> _What the task requires_
Reprint all entries without any alteration.

> _Items from a data source_

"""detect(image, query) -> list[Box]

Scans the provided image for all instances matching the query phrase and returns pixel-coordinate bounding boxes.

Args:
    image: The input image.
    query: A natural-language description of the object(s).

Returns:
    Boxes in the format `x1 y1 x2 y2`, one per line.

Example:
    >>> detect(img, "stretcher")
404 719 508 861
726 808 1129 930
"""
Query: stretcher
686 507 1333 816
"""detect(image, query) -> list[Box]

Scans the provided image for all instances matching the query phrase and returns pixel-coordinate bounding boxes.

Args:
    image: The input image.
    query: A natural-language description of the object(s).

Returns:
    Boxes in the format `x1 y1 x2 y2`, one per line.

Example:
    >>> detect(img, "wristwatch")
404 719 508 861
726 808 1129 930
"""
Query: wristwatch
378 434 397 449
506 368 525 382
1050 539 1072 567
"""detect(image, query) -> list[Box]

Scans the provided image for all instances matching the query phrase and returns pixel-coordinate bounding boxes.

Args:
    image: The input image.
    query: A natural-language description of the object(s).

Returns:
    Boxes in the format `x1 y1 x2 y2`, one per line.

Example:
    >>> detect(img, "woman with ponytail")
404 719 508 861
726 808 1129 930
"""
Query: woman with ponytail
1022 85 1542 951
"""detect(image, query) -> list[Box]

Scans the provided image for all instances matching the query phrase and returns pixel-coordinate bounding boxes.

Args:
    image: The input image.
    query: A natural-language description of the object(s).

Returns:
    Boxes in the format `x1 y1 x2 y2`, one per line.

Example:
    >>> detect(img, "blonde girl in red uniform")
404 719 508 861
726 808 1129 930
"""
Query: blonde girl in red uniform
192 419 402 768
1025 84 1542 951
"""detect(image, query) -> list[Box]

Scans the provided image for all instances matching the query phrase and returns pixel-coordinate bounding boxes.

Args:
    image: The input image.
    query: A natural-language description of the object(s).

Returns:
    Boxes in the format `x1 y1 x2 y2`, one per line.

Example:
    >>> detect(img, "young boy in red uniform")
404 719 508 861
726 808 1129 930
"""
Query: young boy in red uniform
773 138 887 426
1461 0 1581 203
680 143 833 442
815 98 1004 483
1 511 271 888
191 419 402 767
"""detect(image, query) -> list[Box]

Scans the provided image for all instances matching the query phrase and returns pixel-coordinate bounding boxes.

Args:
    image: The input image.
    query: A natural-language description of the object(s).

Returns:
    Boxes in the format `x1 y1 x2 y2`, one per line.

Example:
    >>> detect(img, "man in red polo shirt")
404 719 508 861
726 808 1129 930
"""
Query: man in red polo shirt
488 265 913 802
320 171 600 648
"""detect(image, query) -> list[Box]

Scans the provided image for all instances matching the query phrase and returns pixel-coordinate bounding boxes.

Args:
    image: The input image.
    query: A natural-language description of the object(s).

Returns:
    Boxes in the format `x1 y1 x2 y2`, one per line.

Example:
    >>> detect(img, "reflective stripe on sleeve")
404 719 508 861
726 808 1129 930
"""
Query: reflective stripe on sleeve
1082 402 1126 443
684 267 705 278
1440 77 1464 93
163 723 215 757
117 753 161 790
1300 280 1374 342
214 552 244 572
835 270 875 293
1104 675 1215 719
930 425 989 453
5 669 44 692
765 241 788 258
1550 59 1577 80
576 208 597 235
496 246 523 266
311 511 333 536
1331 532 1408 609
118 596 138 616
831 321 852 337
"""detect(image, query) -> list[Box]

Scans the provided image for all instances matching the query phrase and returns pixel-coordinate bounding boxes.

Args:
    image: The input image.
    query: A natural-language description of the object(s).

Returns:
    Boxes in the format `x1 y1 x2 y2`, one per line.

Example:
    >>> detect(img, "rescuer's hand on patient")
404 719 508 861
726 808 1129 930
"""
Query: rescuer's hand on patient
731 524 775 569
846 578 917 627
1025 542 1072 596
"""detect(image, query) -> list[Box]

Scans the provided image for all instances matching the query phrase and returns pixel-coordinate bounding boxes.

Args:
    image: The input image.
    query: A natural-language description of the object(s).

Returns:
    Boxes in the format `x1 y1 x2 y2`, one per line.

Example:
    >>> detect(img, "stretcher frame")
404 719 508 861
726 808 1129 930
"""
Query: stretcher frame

> _Expected answer_
"""detect(image, query) -> list[Box]

Scans the provided image for all instances matching the query phrase and returns pixel-coordinate bounding boxes.

Args:
    image: The input image.
    query: A natural-language description of the object(s).

Returns:
    Boxes in the format `x1 y1 x2 y2`, one per line.

Example:
    >>> detect(img, "stretcher")
404 719 508 861
726 808 1129 930
"""
Query: stretcher
686 507 1333 816
"""detect(image, query) -> list[Box]

Scans the provided image for all instances matching the query phrase and returns pixel-coordinate bounding boxes.

Args:
    image: The input image.
    query: A natural-language description of the object(s).

Returns:
    Boxes in the format `x1 y1 x2 y2`, one per line.

Example:
    >>> detect(img, "wristwatch")
404 719 508 861
726 808 1129 930
"""
Query: wristwatch
378 434 397 449
506 368 525 382
1050 539 1072 567
"""detect(image, query) -> list[Box]

Scans the provided image for all instances matching the query phrase and returns pixel-coordinate bounding boxes.

Args:
    image: The input image.
    query: A natural-language description of the object(s).

Returns:
    Boxes in the format `x1 y1 x2 y2`, one per line.

Example:
    >>> detect(img, "woman with ponytail")
404 719 508 861
726 808 1129 930
"""
Query: woman with ponytail
1022 85 1542 951
"""detect(image, query) -> list[Box]

Scans the provided image for all instances matching the query phrase and returns pixel-coordinate bounding boxes.

Args:
    image: The input image.
    query: A natural-language description of the object(s).

Returns:
    Boxes in the format `x1 y1 x2 y2`, one per line.

Example:
    >>> detect(img, "blonde girl in red uniform")
404 719 508 861
726 808 1129 930
"""
Query: blonde girl in red uniform
192 419 402 768
1025 84 1542 951
"""detect(image, query) -> list[Box]

Scans the provided image for all instances matching the query phrase and returns pixel-coordinate bounding boxes.

Args:
    image: The input image.
    query: A natural-language description of the object(s).

Returns:
    Boxes in the format `x1 y1 x2 y2`, one per line.

Example:
    >>> detect(img, "young boy in red uniform")
404 719 508 861
726 808 1129 930
"""
Query: young boy in red uniform
773 138 887 426
1461 0 1581 203
680 143 833 442
815 98 1004 483
1 511 271 888
191 419 402 767
"""detect(image, query) -> list[Box]

Scans the provided image for all instances matching the query phrase and returns pixel-coordinate bounding boxes.

Args:
    image: The input image.
    query: A natural-language description of the object(s).

Returns:
    Boxes in the format `x1 y1 x2 y2`, one per line.

Example:
    >>> detect(img, "man in red polo shirt")
404 719 508 861
726 808 1129 930
"""
Query: man in red polo shirt
488 265 913 802
320 171 600 648
"""detect(image, query) -> list[Box]

Scans the provided image for all instances matching the query phrase and returns pixel-coordinate bounding boxes.

Args:
    image: The input image.
    query: A natural-language description of the object(s).

Returns:
    Boxes in the format `x1 y1 x2 y2`, one per line.

Example:
    >>> detect(img, "reflective stripe on sleeve")
404 719 508 861
726 808 1129 930
"""
Query: reflective stripe on sleeve
1082 402 1126 443
684 267 705 278
1440 77 1464 93
163 723 215 757
117 753 161 790
1300 280 1374 342
214 552 244 572
835 270 875 293
1104 675 1215 719
930 425 989 453
5 669 44 692
765 241 788 258
1550 59 1577 80
576 208 597 235
496 246 523 266
311 511 333 536
1331 532 1408 609
118 596 138 616
831 321 852 337
"""detect(image, query) -> list[Box]

Scans the provided image for all instances matching the query phrase and returns pixel-coordinate bounding boxes.

Args:
    image: The input image.
    query: A natural-language description of the object(s).

Returns:
    Boxes in the format `x1 y1 x2 y2`, one per line.

Example:
    >>> detect(img, "rescuer's hand on patient")
404 719 508 861
726 808 1129 930
"""
Query: rescuer's hand on patient
731 524 775 569
846 578 917 627
1025 542 1072 596
"""detect(image, query) -> list[Box]

Scans the provided image for all instances matching the query phrase and returns pixel-coordinate bounding boxes.

Args:
    image: The input image.
    query: A natural-language description of the object(s).

Returns:
    Boxes in the format `x1 y1 x2 y2`, one per line.

Example:
    >>> detect(img, "stretcher frame")
404 719 508 861
726 808 1129 930
"""
Query: stretcher frame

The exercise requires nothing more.